-- Passage to read --
>> START

- Occupation: Actress
- Years active: 1982–present

= Jodi Carlisle =

American actress

Jodi Carlisle is an American actress who has appeared in a number of television shows, feature films, video games, television films, and stage plays. Carlisle is perhaps best known as one of the principal voice actors on the Nickelodeon animated TV series The Wild Thornberrys.

==Career==
===Voice roles===
Jodi Carlisle has been performing voice work since 1982, beginning with the cartoon series Pac-Man. Two of her main voice roles were the characters of Wendy Richter and The Fabulous Moolah on the Hulk Hogan's Rock 'n' Wrestling Saturday morning cartoon series. In 1991, she voiced Dr. Sara Bellum in 5 episodes of Darkwing Duck. From 1992-1993, Carlisle provided additional voices in 26 episodes of Wild West C.O.W.-Boys of Moo Mesa. There have also been four voice roles in video games and a number of audiobook narrations.

Perhaps her most popular voice performance was the clan mother character of Marianne Thornberry in the Nickelodeon animated TV series The Wild Thornberrys, voicing in all 90 episodes which ran from 1998 to 2004 as well as the feature films The Wild Thornberrys Movie released in 2002 and Rugrats Go Wild released in 2003. Both films were a success at the box office, grossing $60 million and $50 million respectively; however, the critical reception was more favorable for The Wild Thornberrys Movie than Rugrats Go Wild with Rotten Tomatoes scores of 80% and 41%.

>> END

-- Stored data --
>> START

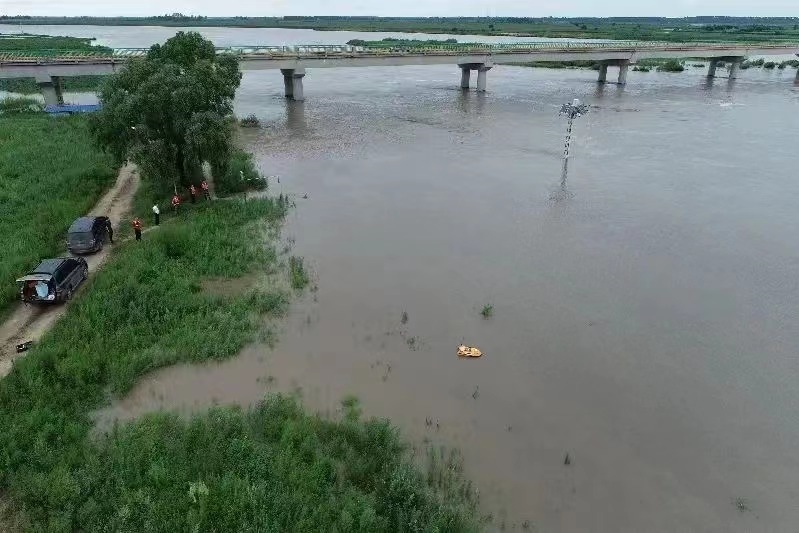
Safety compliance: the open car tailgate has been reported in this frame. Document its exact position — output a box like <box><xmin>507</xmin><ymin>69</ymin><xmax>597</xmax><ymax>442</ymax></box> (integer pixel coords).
<box><xmin>17</xmin><ymin>274</ymin><xmax>53</xmax><ymax>283</ymax></box>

>> END

-- Stated task 1 --
Using the text about Jodi Carlisle, explain what it gives as the basis for saying that critics received The Wild Thornberrys Movie more favorably than Rugrats Go Wild.
-- Stated task 2 --
According to the Jodi Carlisle article, in what year did she begin voice work, and on which cartoon series?
-- Stated task 3 --
Continue the Jodi Carlisle article from the point where it stops.

-- Written answer 1 --
The text cites the films' Rotten Tomatoes scores: 80% for The Wild Thornberrys Movie and 41% for Rugrats Go Wild.

-- Written answer 2 --
She began in 1982 on the cartoon series Pac-Man.

-- Written answer 3 --
===Live-action roles===
In the field of live-action television, Jodi Carlisle has been unable to make a significant impact and hasn't been given a breakthrough role. A large collection of minor parts and guest star roles include 2 episodes each of Desperate Housewives and Criminal Minds: Suspect Behavior, with single appearances in CSI: Crime Scene Investigation, CSI: Miami, Night Court, Malcolm in the Middle, Ugly Betty and That '70s Show. Also, there came the roles of Jean Trull and Dr Gropeman in eight episodes of the web comedy series Ave 43. Prior to her acting and voice work, Carlisle was a contestant on The Joker's Wild and during her career, she later appeared as a contestant on Tic-Tac-Dough.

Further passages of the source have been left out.